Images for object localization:
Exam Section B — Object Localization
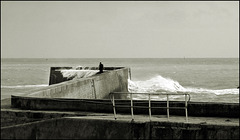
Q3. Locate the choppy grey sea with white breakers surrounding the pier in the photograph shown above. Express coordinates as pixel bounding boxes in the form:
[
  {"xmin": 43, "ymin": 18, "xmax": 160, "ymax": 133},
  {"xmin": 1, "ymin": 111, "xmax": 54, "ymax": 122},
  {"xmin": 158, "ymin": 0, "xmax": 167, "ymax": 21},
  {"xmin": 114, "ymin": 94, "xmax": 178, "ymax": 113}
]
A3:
[{"xmin": 1, "ymin": 58, "xmax": 239, "ymax": 103}]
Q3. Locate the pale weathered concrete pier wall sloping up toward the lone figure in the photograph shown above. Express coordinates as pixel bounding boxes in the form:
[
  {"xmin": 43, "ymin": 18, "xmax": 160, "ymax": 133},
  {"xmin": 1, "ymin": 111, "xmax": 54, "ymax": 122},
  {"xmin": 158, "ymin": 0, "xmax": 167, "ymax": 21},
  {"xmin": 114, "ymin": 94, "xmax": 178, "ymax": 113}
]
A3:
[{"xmin": 19, "ymin": 68, "xmax": 129, "ymax": 99}]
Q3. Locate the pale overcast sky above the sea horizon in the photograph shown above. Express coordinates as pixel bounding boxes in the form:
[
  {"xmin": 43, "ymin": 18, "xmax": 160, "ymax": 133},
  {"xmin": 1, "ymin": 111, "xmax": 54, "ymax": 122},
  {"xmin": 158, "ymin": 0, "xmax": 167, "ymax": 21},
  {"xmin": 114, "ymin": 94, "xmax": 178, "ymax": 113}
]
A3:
[{"xmin": 1, "ymin": 1, "xmax": 239, "ymax": 58}]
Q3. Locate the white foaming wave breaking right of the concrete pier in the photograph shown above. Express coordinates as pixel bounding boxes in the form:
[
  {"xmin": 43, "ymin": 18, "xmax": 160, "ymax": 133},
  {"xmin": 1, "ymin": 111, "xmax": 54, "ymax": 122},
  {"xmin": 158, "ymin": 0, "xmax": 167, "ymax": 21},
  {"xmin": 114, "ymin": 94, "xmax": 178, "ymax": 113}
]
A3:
[{"xmin": 128, "ymin": 75, "xmax": 239, "ymax": 95}]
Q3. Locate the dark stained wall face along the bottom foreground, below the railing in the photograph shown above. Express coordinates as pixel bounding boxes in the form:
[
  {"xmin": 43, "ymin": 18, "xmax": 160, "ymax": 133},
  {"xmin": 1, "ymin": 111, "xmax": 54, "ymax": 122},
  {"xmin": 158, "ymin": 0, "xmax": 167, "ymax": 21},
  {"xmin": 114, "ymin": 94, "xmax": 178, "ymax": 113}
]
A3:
[{"xmin": 1, "ymin": 117, "xmax": 239, "ymax": 139}]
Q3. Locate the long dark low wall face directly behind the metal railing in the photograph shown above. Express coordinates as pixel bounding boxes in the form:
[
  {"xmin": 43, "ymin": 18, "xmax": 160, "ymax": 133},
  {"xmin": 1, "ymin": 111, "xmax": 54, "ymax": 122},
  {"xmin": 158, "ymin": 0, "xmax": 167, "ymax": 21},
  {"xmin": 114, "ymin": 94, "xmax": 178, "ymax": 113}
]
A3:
[{"xmin": 12, "ymin": 96, "xmax": 239, "ymax": 118}]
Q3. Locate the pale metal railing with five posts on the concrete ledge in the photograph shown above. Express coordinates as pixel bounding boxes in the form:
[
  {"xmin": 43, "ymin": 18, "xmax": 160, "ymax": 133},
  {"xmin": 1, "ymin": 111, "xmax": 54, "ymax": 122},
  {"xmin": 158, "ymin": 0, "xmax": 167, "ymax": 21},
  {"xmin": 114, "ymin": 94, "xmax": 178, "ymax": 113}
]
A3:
[{"xmin": 109, "ymin": 92, "xmax": 190, "ymax": 122}]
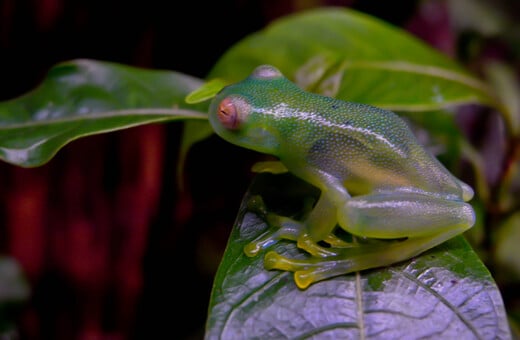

| What is needed |
Could you return all lines from the records that include the word "pier"?

| Task solution |
Q3. Locate the choppy grey sea with white breakers surrounding the pier in the photograph shown above. Express coordinates as pixel bounding boxes in the form:
Q3. Locate the pale weathered concrete pier wall sloping up toward the lone figure in the photograph shown above. Express coordinates as pixel bounding boxes in the form:
Q3. Locate the white foaming wave breaking right of the concrete pier in the photograph shown above. Express coordinates as pixel bounding boxes in the form:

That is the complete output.